(Data extracted from a collection)
========

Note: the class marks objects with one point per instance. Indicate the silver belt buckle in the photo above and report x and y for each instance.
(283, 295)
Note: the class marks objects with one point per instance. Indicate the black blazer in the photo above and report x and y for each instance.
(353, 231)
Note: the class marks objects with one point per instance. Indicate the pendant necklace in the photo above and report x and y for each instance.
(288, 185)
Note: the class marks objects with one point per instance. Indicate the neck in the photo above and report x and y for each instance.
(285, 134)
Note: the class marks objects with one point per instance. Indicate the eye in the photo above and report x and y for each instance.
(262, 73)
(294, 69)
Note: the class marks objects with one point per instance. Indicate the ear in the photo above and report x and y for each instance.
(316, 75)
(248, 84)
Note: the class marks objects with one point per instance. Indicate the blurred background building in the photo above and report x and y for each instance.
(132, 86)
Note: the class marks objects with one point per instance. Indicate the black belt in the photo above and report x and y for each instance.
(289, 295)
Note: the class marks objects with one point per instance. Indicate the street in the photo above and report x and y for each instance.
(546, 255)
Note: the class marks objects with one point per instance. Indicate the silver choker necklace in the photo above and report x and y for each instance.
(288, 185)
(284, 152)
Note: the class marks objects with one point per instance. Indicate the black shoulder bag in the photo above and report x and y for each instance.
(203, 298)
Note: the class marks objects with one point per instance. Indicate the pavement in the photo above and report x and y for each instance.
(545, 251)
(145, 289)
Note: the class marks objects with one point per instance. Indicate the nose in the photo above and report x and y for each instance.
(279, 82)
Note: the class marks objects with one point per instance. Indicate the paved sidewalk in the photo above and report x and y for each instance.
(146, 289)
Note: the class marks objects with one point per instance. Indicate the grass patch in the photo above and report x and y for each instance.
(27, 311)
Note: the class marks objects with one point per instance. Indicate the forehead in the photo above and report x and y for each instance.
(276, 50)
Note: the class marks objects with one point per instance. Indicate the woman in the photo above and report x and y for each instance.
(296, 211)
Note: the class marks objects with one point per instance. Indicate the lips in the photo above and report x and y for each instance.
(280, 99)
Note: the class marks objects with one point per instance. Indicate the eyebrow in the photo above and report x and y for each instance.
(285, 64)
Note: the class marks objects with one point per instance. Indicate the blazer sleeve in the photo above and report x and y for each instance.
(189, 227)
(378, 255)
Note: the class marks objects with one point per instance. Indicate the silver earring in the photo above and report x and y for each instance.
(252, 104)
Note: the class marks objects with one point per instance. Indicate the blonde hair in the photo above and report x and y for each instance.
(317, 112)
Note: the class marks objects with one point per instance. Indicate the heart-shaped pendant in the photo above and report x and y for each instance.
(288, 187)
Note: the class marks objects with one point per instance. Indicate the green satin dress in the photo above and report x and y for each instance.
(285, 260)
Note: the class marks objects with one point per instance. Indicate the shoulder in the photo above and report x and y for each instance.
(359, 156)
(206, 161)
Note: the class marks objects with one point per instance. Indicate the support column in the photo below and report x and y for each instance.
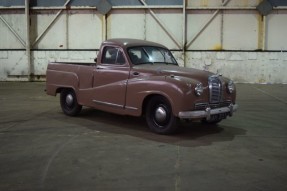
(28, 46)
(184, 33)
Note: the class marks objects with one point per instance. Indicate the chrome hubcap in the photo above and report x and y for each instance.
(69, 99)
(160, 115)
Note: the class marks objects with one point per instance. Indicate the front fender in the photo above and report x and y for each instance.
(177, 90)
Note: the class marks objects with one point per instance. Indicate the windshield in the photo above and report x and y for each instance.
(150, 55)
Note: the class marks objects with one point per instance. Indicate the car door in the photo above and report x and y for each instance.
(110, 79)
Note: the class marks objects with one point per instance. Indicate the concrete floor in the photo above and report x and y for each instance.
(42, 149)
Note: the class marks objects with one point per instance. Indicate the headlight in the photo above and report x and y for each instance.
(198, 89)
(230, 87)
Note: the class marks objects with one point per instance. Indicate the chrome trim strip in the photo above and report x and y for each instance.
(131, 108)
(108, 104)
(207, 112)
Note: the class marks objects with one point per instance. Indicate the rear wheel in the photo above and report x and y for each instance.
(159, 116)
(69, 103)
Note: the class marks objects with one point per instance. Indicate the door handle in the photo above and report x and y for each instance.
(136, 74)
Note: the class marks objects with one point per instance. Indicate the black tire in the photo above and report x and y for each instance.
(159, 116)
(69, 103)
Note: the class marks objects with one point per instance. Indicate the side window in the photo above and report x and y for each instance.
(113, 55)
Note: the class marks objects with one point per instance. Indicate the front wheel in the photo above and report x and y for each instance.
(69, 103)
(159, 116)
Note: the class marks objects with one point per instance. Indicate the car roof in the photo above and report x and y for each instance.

========

In your copy of the records above, include no pictures and match every line exactly.

Note: the class marks objects with one point per instance. Indicate the silver belt buckle in the photo above and report x and y for each instance.
(283, 295)
Note: the class marks objects with one point per instance. Indicate the black blazer in the photo above and report x and y for each instance.
(353, 231)
Note: the class marks objects with one point per instance. Indicate the pendant necklace in the photo above and report x and y for each instance.
(288, 185)
Note: the class marks objects with one point per instance. Indicate the neck in the photo above and report x and y for each instance.
(285, 134)
Note: the class marks objects with one point per instance. Indicate the eye in the photo above and report x and y for each instance.
(262, 73)
(294, 69)
Note: the class marks objects with one point per instance. Indicate the ear in the photo above and report x and y for each instance.
(316, 75)
(248, 84)
Note: the class marks objects with one point per instance. Indicate the blurred background building in the photo above and report x and y for each instance.
(132, 86)
Note: the class marks objects with one point per instance. Indicate the black belt in the photo above and report x and y for each instance.
(289, 295)
Note: the class marks objects with one point per instance. Indicate the street in the photo above and report x and y for each instance.
(546, 255)
Note: the class marks objects with one point per instance. Indicate the silver choker necklace in the photo above and report x and y for each instance.
(288, 185)
(284, 152)
Note: the class marks objects with one point per instance. Indicate the black shoulder bag in the photo above and report x and y for each instance.
(203, 298)
Note: the class marks objects with one point per instance. Indicate the pavement in the photo above and report x and y for each instance.
(545, 251)
(145, 289)
Note: the class marks objects with one point per instance. Indicate the nose in the photo above and report x and y for each instance.
(279, 82)
Note: the class marks objects with one point per instance. Indicate the paved sidewalk in the photo above and report x and y for each instance.
(146, 289)
Note: the class marks objects with one point per instance. Indicate the grass patch in the photo above and report x and y for each instance.
(27, 311)
Note: the class marks objects with one point per instance. Indicate the forehead in the photo above and report x and y for each instance.
(276, 50)
Note: the class marks objects with one point per instance. Indicate the woman in the photo above and report x and y for each instance.
(296, 211)
Note: the class marks objects with one point per instance. Indicate the lips in the photo above and report x and y for each instance.
(280, 99)
Note: the class marks objects with one point per instance. Indicate the eyebrow in the photo above and report x and y for each instance.
(285, 64)
Note: the class marks objects with one point per instance. Indicate the blazer sleeve in the photo above and report x and y for each instance.
(189, 227)
(378, 255)
Note: the class marks objects with one point per instance. Indicate the silver earring in the photo above and report x and y for each instance.
(252, 104)
Note: the class marks objects with one point per instance. Indicate the blonde hair in the photo above and report x and y for each instance.
(317, 112)
Note: the class marks objects with one point per instance. Indicate the heart-shaped pendant in the photo above and report x and y for each instance.
(288, 187)
Note: the class marks objects with one point per instance. Indicate the green satin dress in the photo above and report x and y for each instance.
(285, 260)
Note: the class marks objects with one point per instance. Indicate the shoulder in the photo above and report x and y for each instance.
(359, 156)
(206, 161)
Note: the class marks objects with one point per instance. Indicate the support column in the photo below and report x and y for each instance.
(28, 46)
(184, 33)
Note: the class marks objects with one point per instance. Indicate the chrome hubcap in the photo above and report x and y for each instance.
(69, 99)
(160, 115)
Note: the class marks objects with one point per instance. Indicate the front fender in the photo above and report x and y for each instance.
(177, 90)
Note: the class marks objects with one point per instance. Indicate the windshield in the photo above and report x and y for each instance.
(150, 55)
Note: the class marks objects with one point per instance. Indicate the car door in the photo above and report x and y for each instance.
(110, 79)
Note: the class marks objects with one point per instance. Indicate the concrete floor in the photo above and report x and y for each instance.
(42, 149)
Note: the class marks objects with one point per instance. Indicate the headlight in the photo above and report x and y for each instance.
(198, 89)
(230, 87)
Note: the class marks objects with one point per instance. Indicate the chrome trim strip in the photo above and report x and y for each instance.
(131, 108)
(108, 104)
(207, 112)
Note: the class marks objects with one point per instance. Indicate the rear wheel in the photo above and report x and y for each instance.
(159, 116)
(69, 103)
Note: the class marks objects with one point per instance. Indicate the door handle in the photo above and report x and y for each instance.
(136, 74)
Note: the class marks objects with one point per instance. Indicate the black tire in the photo above and report x and y for each instance.
(159, 116)
(69, 103)
Note: the class marks objects with one point per instance. Indicate the side window in the photo above and report x and y for each instance.
(113, 55)
Note: the class marks objects with one point per instance. Indicate the front wheel in the photo above and report x and y for each instance.
(69, 103)
(159, 116)
Note: the class marks objects with one point per instance. Indicate the car roof in the photo above and report x and y for each instance.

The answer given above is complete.